══ READING TEXT

I joined www.linkedin.com.  It’s like Facebook, but without all the personal stuff.  People only post things regarding their jobs.  I connected with a lot of people I don’t really know because it tells you that someone is a shared connection with someone else so you just press connect and they usually accept.   There are groups you can join so I joined a bunch of art and art marketing ones.

What I learned is that for every opinion about how to do something, from making art to selling it, there is a counter opinion and factions of people who start arguing opinions, and soon we have an occupation with no concrete way to assess it.  It reminds me of the family that airs their dirty laundry in public.  Art and artists seem to make other people uncomfortable.  I get the sense that people don’t respect art as a profession.  Mainly because they don’t understand it.

Non-artists need concrete information to understand things and the truth is, there is concrete information, but some people, including artists, just don’t know it.  A woman had asked one group to share how they know a work of art is a quality work.  I said I use the art criticism format – description/detail, formal principles of art, and emotional content.  She replied that she was surprised (read appalled) that details should go first.  I’m all, what?  The order is just the format used in the textbook I use at school called Art Talk.  I am surprised that more professional artists don’t know how to criticize art properly – how do they know if their own art is good?

The problem is that some people do not give equal weight to the three components (ultimately four because using the other three you determine if the artwork is successful, the fourth component being judgment).  This woman felt that emotion was the key to art and should have top billing.  (Later she revealed that she was, in fact, a self-taught artist).  Naturally, people in mathematics or the sciences, or any kind of non-art related business don’t think highly of emotionalism.  These are the people who call artists artsy-fartsy.  It’s all just very frustrating.

════

WHAT YOU NEED TO DO>
Answer these questions from the art criticism post:
1. Which website did the writer join?
2. What is the title of the textbook the writer uses at school?
3. What did the woman who questioned the order of the format later reveal about herself?

══ SUPPLIED ENTRIES

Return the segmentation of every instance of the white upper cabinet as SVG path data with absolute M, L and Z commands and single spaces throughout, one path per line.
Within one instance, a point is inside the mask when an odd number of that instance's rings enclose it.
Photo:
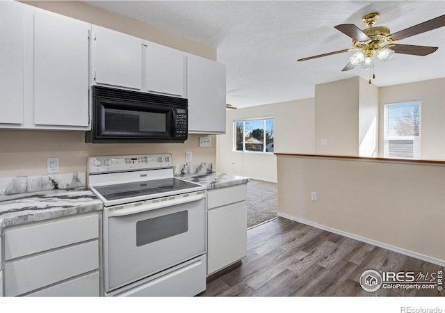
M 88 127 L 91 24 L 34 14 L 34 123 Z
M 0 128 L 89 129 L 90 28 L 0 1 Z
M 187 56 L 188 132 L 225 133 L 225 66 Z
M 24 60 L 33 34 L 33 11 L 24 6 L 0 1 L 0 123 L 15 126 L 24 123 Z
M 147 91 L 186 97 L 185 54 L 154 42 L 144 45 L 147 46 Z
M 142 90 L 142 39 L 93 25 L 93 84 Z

════
══ SUPPLIED ENTRIES

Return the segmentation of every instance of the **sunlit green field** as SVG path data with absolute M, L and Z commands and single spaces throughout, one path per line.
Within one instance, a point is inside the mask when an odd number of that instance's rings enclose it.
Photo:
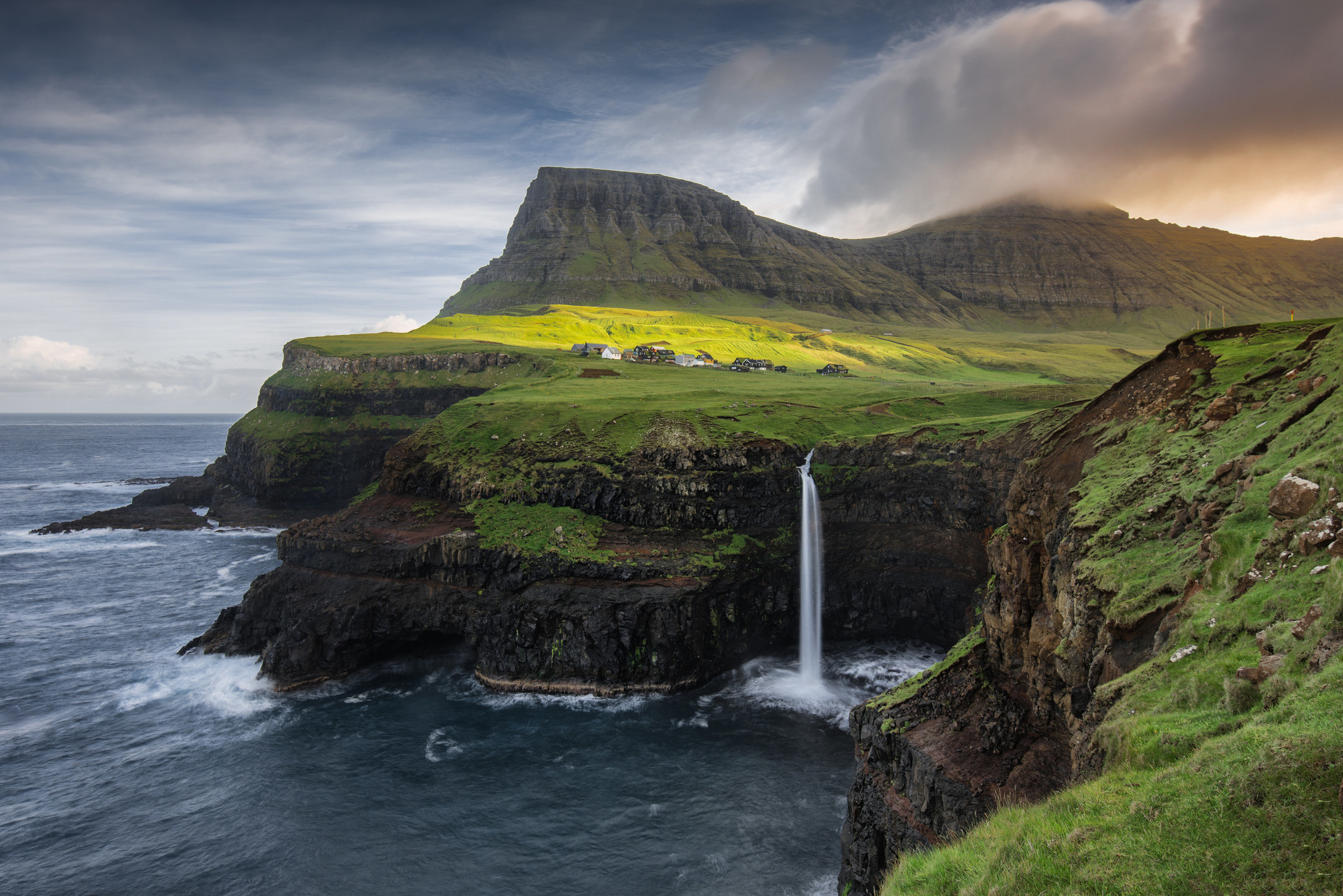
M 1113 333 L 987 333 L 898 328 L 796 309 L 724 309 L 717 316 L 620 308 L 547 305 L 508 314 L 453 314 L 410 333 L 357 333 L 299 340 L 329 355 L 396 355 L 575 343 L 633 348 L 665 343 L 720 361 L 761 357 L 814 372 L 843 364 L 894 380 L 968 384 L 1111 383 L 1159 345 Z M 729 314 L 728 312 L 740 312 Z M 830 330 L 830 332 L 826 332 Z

════

TASK RESPONSE>
1. www.linkedin.com
2. Art Talk
3. She was a self-taught artist.